───── Rows

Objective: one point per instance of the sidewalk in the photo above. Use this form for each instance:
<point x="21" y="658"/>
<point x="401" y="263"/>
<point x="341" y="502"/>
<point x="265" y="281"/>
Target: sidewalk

──────────

◆ Problem details
Copy the lines above exactly as they appear, keeping every character, space and line break unchanged.

◆ Task output
Objective: one point per instance of the sidewalk in the photo above. Use this form for each instance:
<point x="21" y="658"/>
<point x="401" y="263"/>
<point x="341" y="502"/>
<point x="265" y="281"/>
Target: sidewalk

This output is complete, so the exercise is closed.